# Thoughts on Shallow Sport 21 modified V



## 'Nano-Skiff' (Aug 27, 2012)

It looks really nice but I don't have anything valuable to say about it.


----------



## AfterHours2 (Aug 2, 2010)

Video looks pretty impressive but I would not want to be personally stuck in 3-4 seas in that thing. It looked uncomfortable just in the shots of the bay runs..


----------



## Godzuki86 (Nov 30, 2013)

I'd pass on being in 3-4 footers stuck on something less than 30' hah. Getting beat up in any boat isn't fun


----------



## mpsig13 (Jan 6, 2011)

Its a flats boat with a center console..... Physics are a bitch and so are hydrodynamics. I don't care what anyone advertises for a flats boat you will get spray and a less than perfect ride in rough seas. When you seek shallow draft you sacrifice comfort. I have owned many boats, Hells bay, Hydra sport, Pathfinder, Shipoke....to name few. The 0 deadrise transom means rough ride in chop. But if 9 times out of 10 you are running less than 2 or 3 miles then go for it. If you have to run 20 miles to get to the fishing grounds then you might need a specialized skiff (or move to florida). Either way good luck.


----------



## Whiskey Angler (Mar 20, 2015)

mpsig13 said:


> Its a flats boat with a center console..... Physics are a bitch and so are hydrodynamics. I don't care what anyone advertises for a flats boat you will get spray and a less than perfect ride in rough seas. When you seek shallow draft you sacrifice comfort. I have owned many boats, Hells bay, Hydra sport, Pathfinder, Shipoke....to name few. The 0 deadrise transom means rough ride in chop. But if 9 times out of 10 you are running less than 2 or 3 miles then go for it. If you have to run 20 miles to get to the fishing grounds then you might need a specialized skiff (or move to florida). Either way good luck.


I've ridden in a few shallows sports, and other mod-v bay boats like Gulf Coast boats, and although Shallow Sports are well put together, capable of shallow take off, and shallow running depth, I do not consider them a comfortable ride in heavy chop or swell...they land HARD when bouncing over chop.


----------



## Matts (Sep 2, 2015)

I've never ridden in one but they are everywhere here in Corpus. I'm sure they run shallow but they are large and I can only imagine the hull weight and what it would be like to stick one on a bar...


----------

Entries from a dataset:
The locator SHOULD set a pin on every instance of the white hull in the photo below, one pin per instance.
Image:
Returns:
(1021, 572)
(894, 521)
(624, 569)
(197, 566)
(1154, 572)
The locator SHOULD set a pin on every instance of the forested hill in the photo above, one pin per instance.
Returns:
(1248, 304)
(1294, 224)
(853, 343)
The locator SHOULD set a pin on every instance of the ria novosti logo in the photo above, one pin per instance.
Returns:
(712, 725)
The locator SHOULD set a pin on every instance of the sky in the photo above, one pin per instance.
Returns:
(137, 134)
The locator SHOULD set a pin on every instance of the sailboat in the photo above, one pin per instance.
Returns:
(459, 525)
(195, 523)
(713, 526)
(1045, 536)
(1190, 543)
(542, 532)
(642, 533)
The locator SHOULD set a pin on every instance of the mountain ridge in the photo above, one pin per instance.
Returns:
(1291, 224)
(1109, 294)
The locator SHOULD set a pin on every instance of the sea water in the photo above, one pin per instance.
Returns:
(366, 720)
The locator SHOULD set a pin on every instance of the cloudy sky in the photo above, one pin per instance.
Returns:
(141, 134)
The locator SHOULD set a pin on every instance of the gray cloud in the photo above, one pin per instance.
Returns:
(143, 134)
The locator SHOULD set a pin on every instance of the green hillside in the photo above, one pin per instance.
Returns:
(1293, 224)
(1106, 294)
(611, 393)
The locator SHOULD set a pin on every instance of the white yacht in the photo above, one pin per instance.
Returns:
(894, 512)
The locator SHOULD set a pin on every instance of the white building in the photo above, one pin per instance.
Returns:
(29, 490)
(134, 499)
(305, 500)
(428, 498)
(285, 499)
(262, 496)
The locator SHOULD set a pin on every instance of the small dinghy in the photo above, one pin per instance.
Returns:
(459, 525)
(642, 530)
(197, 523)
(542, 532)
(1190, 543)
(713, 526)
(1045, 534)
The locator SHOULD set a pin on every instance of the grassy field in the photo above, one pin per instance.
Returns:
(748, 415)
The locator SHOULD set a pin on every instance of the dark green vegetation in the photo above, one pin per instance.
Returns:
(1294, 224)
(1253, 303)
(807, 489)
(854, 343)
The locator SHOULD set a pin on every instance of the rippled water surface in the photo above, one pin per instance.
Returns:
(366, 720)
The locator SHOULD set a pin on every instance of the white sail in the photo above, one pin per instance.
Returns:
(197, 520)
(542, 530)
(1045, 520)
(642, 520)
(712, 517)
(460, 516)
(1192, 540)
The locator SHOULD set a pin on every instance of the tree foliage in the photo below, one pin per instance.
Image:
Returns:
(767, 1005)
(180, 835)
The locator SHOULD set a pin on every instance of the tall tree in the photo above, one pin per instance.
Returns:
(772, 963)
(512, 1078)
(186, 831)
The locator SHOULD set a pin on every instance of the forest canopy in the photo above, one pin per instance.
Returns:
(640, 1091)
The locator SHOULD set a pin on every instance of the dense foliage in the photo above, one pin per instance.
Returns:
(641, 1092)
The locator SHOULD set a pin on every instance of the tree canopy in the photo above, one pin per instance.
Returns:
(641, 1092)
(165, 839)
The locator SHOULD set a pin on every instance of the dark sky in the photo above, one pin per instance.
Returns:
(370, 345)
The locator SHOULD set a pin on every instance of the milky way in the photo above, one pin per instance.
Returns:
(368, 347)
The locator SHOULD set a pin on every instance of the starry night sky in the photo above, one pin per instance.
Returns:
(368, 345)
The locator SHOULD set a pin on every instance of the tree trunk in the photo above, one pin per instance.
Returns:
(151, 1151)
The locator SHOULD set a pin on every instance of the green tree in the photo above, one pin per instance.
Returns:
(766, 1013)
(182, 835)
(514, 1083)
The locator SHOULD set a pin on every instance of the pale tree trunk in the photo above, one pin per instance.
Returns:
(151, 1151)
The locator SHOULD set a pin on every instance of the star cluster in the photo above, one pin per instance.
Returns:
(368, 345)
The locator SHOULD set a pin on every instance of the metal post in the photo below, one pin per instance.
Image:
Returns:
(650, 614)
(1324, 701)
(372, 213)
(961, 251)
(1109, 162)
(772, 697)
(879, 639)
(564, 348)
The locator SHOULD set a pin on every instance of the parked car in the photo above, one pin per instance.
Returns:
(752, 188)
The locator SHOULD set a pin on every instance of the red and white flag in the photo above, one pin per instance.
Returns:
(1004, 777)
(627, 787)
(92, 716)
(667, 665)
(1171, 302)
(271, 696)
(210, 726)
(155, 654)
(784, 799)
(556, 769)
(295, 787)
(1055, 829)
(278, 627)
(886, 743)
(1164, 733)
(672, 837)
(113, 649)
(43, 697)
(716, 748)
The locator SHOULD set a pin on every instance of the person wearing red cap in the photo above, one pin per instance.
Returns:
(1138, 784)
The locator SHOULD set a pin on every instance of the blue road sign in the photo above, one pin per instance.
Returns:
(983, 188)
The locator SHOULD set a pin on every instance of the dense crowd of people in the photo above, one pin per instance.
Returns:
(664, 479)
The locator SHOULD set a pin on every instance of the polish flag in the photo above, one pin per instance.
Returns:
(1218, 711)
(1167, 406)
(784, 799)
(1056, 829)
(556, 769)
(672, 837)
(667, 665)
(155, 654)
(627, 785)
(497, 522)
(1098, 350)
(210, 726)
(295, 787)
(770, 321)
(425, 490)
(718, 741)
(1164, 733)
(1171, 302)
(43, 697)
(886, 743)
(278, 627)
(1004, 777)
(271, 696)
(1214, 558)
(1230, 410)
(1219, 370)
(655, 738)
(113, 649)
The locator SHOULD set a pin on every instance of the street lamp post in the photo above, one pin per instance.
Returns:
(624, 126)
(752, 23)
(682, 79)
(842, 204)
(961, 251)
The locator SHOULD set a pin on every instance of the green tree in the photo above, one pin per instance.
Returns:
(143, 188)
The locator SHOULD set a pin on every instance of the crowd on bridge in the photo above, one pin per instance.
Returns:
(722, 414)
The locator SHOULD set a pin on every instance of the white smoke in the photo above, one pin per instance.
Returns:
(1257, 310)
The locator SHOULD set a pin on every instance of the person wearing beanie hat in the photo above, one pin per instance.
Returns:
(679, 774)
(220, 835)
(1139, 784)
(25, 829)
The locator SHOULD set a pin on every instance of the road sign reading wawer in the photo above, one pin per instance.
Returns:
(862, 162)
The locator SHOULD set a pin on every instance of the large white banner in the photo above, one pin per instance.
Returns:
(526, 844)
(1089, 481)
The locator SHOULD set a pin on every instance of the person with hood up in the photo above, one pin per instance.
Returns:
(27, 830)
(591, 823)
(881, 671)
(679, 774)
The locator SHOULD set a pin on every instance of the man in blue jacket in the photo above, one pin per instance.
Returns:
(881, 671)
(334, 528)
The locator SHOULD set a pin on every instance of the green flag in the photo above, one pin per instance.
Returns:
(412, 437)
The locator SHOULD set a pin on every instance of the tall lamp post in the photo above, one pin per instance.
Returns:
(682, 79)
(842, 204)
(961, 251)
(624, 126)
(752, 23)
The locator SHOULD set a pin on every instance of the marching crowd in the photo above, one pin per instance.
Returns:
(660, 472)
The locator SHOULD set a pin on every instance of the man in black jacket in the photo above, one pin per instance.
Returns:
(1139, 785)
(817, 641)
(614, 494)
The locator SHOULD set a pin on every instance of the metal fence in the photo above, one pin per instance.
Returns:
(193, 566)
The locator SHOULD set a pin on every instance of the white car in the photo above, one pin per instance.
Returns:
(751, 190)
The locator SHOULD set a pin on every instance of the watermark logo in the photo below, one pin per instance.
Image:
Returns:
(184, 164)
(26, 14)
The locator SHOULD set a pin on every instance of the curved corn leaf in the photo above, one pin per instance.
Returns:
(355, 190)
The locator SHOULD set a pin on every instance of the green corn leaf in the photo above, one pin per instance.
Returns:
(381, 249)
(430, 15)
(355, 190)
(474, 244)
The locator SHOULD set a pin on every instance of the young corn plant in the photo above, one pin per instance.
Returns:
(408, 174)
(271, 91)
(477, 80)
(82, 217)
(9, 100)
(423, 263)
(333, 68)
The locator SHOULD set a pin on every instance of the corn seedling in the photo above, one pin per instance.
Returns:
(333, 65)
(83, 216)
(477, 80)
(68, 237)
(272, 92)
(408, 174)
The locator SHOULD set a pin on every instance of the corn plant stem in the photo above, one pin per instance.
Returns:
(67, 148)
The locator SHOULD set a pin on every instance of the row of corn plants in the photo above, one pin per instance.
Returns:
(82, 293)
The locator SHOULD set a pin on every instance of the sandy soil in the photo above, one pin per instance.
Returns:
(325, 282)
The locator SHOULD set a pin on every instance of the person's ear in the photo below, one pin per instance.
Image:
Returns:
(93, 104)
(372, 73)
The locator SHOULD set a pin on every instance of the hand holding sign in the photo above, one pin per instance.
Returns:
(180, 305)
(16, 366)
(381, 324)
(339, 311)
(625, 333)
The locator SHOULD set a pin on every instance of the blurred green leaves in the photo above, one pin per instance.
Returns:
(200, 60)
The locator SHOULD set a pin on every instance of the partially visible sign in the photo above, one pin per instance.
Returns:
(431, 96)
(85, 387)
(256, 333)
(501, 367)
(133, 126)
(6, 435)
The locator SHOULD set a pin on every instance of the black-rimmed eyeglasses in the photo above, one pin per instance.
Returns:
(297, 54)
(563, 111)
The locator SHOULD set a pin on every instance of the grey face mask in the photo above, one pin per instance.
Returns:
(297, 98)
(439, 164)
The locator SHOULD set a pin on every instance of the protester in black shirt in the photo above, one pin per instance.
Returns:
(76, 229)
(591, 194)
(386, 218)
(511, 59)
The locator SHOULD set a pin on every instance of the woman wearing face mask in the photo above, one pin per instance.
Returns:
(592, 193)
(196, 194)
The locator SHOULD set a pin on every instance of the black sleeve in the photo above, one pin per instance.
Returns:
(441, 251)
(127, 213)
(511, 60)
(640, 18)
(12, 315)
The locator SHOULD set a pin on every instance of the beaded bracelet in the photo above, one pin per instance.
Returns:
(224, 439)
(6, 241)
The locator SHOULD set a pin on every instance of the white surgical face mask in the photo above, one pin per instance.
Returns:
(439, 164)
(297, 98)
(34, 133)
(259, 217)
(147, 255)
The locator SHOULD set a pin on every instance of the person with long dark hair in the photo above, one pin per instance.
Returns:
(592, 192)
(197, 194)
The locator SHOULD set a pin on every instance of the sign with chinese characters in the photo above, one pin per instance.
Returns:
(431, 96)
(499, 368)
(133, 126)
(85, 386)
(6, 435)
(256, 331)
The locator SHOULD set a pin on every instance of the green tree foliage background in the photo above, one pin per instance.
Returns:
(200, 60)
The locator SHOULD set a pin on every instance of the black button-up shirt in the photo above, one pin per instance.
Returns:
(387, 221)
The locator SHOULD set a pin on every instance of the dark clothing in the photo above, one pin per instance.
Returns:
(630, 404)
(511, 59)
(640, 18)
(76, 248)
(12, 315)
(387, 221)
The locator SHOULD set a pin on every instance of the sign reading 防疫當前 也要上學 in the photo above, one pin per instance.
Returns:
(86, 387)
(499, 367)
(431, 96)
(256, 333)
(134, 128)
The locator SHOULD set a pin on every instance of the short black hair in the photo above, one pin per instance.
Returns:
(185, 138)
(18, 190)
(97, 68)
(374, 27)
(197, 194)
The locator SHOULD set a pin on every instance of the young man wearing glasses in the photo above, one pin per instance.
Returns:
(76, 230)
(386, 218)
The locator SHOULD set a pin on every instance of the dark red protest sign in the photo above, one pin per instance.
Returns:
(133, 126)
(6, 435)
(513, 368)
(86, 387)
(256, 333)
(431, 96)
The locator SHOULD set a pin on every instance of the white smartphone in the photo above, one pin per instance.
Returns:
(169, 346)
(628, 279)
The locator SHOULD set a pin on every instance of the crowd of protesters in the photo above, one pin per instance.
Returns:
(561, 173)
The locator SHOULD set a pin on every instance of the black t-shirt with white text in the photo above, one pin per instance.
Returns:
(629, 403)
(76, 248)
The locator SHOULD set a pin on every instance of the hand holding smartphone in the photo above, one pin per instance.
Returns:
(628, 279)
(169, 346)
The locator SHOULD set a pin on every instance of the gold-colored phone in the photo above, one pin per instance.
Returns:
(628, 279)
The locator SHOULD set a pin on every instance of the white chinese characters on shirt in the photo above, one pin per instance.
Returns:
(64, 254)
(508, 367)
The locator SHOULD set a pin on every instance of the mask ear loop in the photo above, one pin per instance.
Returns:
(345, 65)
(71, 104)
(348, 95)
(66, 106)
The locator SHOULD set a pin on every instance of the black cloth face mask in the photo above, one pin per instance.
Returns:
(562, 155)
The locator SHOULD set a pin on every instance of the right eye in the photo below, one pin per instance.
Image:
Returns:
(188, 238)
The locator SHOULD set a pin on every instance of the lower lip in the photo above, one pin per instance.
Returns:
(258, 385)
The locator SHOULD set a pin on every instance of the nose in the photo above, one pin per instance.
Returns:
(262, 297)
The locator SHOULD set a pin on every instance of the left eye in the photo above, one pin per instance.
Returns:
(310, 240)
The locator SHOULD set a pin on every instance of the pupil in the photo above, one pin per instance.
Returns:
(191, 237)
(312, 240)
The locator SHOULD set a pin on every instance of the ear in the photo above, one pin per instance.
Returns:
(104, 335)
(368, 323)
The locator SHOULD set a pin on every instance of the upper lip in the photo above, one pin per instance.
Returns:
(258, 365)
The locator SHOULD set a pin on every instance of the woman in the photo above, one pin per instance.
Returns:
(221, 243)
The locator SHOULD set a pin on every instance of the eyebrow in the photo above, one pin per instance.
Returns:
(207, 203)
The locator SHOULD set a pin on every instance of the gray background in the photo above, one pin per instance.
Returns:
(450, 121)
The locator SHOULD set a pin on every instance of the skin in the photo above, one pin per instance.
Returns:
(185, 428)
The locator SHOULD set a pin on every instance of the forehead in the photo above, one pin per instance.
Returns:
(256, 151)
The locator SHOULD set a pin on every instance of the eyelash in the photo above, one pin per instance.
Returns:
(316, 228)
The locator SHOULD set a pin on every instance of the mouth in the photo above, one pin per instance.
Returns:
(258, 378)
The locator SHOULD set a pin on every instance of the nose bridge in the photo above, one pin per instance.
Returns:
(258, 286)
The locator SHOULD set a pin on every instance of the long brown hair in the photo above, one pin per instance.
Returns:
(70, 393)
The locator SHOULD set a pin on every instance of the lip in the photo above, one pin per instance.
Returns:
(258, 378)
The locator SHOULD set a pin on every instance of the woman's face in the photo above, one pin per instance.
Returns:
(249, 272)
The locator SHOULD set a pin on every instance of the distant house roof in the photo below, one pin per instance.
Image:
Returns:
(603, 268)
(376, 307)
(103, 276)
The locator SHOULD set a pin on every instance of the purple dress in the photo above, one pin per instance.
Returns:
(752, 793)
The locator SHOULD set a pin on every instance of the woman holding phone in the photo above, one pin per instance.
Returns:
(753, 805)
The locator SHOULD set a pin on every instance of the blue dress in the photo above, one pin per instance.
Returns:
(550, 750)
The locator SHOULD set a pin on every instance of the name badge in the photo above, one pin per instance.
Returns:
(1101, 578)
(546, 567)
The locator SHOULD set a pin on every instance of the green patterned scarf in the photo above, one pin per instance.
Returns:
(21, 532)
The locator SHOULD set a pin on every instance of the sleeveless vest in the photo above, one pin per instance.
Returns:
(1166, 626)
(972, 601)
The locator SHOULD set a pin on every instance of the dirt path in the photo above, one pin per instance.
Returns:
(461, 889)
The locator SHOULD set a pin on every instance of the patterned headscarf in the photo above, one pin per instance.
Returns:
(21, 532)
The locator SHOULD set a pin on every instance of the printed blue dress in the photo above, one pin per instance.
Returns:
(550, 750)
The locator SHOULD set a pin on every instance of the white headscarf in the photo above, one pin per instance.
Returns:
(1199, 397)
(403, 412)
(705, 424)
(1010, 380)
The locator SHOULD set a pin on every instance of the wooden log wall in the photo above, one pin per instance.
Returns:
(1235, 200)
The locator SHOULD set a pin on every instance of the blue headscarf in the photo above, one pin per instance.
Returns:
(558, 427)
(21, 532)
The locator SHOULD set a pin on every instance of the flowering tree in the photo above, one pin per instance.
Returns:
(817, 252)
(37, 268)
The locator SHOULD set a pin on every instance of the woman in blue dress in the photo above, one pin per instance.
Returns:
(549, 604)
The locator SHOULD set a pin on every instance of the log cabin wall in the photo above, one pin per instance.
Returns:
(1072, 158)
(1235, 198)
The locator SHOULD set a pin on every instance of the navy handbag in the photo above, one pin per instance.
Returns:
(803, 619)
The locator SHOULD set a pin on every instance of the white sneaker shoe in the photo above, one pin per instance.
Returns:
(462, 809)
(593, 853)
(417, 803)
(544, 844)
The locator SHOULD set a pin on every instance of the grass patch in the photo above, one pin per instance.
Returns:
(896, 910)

**DIRECTIVE 1:**
Condense the paragraph in the Shallow Sport thread that begins "Its a flats boat with a center console" into a bulleted list of its main points.
**DIRECTIVE 2:**
Copy the Shallow Sport thread word for word from "## Matts (Sep" to "on a bar...".
This data has nothing to do with the Shallow Sport thread.

**FULL SOLUTION 1:**
- A flats boat with a center console will take spray and give a less than perfect ride in rough seas, whatever the advertising says.
- Seeking shallow draft means sacrificing comfort.
- The writer has owned many boats, including Hells Bay, Hydra Sport, Pathfinder and Shipoke.
- A zero-deadrise transom gives a rough ride in chop.
- If 9 runs out of 10 are under 2 or 3 miles, the boat is a good choice.
- If the fishing grounds are 20 miles away, a specialized skiff may be needed (or a move to Florida).

**FULL SOLUTION 2:**
## Matts (Sep 2, 2015)

I've never ridden in one but they are everywhere here in Corpus. I'm sure they run shallow but they are large and I can only imagine the hull weight and what it would be like to stick one on a bar...